DATASET EXCERPTS Block Start

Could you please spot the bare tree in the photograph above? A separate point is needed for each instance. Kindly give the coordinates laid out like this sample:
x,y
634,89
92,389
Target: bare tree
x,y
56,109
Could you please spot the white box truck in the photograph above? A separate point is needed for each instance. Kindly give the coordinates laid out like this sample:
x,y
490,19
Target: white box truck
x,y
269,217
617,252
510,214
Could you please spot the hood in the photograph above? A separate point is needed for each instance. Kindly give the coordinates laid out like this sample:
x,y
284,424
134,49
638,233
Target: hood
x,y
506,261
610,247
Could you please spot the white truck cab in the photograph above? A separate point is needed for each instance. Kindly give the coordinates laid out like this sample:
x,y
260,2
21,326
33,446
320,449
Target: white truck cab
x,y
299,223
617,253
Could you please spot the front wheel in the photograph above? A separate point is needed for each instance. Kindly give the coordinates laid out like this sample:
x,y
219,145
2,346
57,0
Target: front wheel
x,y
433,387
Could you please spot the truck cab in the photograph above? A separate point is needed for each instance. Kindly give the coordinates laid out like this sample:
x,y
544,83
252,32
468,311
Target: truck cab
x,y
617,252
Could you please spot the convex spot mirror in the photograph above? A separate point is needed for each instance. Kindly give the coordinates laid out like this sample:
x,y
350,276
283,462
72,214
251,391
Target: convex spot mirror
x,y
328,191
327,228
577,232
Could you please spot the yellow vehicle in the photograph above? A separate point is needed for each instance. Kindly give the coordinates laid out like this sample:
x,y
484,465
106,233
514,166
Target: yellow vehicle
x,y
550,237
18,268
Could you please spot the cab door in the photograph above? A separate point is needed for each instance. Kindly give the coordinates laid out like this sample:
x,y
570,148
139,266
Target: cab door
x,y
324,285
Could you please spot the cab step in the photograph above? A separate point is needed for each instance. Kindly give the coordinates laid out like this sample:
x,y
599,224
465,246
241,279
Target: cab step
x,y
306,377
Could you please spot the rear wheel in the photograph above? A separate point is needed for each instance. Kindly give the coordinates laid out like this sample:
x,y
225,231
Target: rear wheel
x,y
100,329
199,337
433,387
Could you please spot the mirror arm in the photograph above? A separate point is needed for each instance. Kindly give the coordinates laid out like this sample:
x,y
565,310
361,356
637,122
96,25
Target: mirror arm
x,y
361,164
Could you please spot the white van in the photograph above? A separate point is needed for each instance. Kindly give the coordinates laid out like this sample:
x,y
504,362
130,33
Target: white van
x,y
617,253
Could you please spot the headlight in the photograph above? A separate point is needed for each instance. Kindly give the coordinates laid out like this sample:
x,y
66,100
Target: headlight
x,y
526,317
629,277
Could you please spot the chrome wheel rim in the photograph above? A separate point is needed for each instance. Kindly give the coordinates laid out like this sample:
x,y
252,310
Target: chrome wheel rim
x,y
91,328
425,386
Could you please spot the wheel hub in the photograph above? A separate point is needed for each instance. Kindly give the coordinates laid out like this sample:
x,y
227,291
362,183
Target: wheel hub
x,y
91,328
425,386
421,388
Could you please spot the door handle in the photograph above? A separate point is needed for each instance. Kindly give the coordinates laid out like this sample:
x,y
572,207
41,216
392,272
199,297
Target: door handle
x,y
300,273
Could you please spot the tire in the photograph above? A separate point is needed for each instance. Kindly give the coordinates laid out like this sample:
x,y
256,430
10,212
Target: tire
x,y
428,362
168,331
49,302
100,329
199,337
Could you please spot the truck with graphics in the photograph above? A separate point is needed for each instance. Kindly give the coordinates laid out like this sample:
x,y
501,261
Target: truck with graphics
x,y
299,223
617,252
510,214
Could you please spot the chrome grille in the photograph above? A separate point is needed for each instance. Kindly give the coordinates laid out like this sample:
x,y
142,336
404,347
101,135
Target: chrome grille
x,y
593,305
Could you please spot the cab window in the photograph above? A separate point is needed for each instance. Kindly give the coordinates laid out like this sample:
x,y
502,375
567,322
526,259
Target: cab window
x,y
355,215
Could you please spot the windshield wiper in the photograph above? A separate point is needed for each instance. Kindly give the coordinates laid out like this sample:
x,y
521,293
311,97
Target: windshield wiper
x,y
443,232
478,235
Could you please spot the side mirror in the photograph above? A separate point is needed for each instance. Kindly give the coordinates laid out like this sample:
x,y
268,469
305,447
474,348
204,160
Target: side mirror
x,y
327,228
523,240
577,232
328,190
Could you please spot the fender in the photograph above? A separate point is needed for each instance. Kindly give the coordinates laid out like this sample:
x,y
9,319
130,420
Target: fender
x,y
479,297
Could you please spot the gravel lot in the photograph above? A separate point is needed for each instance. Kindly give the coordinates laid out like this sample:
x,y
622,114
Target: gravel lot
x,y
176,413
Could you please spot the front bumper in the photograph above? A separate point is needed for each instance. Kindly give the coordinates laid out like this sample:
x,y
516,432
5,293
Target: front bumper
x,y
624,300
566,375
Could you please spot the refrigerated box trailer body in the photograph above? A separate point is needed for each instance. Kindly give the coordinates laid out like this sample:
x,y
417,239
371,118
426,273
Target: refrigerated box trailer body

DATASET EXCERPTS Block End

DIRECTIONS
Would you copy out every line in the records that includes the string "trailer"?

SOLUTION
Could you please spot the refrigerated box trailer body in the photograph above? A separate point is needed for each instance. Kindly give the coordinates laid out like this sample:
Target: refrigerated box trailer body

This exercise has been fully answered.